**Extract:**
Super – Review

James Gunn directs Rainn Wilson and Ellen Page in one of the best superhero movies yet.

William Bibbianiby William Bibbiani

James Gunn’s Super is daring me to call it super. You don’t call your movie ‘Super’ without secretly hoping that some film critic, one on a deadline perhaps, or just one who isn’t feeling particularly clever one day, just writes down “Super… It sure is that thing.” Yeah, I just wrote it down myself, but I did it ironically so they can’t use it. I might let them though, because Super is all kinds of awesome. In fact, it’s probably the best superhero movie since The Dark Knight.

The Office’s Rainn Wilson stars as Frank D’Arbo, the poorest of poor schlubs. He’s only had two perfect moments in his entire life: the moment he aided the police in apprehending a criminal (he heroically pointed in the thief’s direction), and the moment he married his beautiful wife Sarah (Liv Tyler). By the time we meet him his marriage is already in trouble. It turns out that Sarah is a recovering drug addict, and has fallen off the wagon thanks to a charismatic strip club owner named Jacques (Kevin Bacon). She abandons Frank, who falls into a pit of deep despair until the Finger of God, aided by the tentacles of shokushu goukan, touch him in a very inappropriate place: his brain. It seems that some of God’s children are chosen, and that Frank himself has been chosen to be a superhero. He dons a homemade costume and roams the streets calling himself ‘The Crimson Bolt,’ savagely assaulting drug dealers and folks who cut in line with a large red wrench.

There is no glamour to speak of in James Gunn’s film. Frank’s assaults are not amusing, except in their conception. Being hit on the head with a large metal object is not a wacky prospect, and his victims – many less deserving than you’d think – inevitably collapse to the ground, clutching their bleeding skulls and crying pathetically in pain. It isn’t cool, what Frank is doing. It’s a tragic cry for help from a tragic, crying man. But it’s entertaining as hell, and not purely out of schadenfreude. Frank’s mental instability is crouched in good intentions, and represents a genuinely positive change in his existence. For the first time he’s dominating his own life, and for the first time life is submissive in return. When fate finally turns against his hero’s journey, placing The Crimson Bolt in battle with well-armed, career criminals, Frank gets knocked down a peg but eventually rises to meet the new challenge, in a happy montage of purchasing firearms and making homemade explosives that would make the Unabomber applaud.

**Things to do:**
A: Translate this sentence from the review into Spanish: "There is no glamour to speak of in James Gunn's film."
B: Repeat the portion of the review starting at "William Bibbianiby William Bibbiani" and ending at "The Dark Knight.".
C: In the review, what object does Frank use to assault drug dealers and people who cut in line?

[Extracted data entries]
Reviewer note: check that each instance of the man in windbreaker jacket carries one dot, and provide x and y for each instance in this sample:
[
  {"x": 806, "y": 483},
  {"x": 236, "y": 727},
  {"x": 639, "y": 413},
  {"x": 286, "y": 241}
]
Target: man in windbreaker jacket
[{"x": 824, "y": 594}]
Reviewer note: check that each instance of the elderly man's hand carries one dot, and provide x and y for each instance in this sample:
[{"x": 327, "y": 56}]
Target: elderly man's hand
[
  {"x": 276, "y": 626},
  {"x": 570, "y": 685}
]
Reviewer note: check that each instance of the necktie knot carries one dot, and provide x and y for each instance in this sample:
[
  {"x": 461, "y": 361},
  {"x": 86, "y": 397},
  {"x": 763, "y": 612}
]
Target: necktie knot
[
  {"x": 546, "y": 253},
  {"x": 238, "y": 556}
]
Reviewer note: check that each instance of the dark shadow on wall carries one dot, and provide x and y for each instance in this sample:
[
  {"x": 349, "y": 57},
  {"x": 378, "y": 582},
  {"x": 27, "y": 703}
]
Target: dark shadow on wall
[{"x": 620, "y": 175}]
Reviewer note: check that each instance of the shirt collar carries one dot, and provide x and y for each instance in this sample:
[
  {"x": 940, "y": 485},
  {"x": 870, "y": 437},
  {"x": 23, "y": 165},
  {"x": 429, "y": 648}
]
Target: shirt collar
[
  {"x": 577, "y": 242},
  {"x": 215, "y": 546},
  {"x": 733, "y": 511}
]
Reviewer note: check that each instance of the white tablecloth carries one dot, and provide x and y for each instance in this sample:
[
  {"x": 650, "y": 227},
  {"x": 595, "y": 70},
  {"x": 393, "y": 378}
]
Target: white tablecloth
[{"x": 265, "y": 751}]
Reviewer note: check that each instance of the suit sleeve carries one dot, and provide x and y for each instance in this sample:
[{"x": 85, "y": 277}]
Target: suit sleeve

**Responses to the tasks:**
A: No hay glamour digno de mención en la película de James Gunn.

B:
William Bibbianiby William Bibbiani

James Gunn’s Super is daring me to call it super. You don’t call your movie ‘Super’ without secretly hoping that some film critic, one on a deadline perhaps, or just one who isn’t feeling particularly clever one day, just writes down “Super… It sure is that thing.” Yeah, I just wrote it down myself, but I did it ironically so they can’t use it. I might let them though, because Super is all kinds of awesome. In fact, it’s probably the best superhero movie since The Dark Knight.

C: A large red wrench.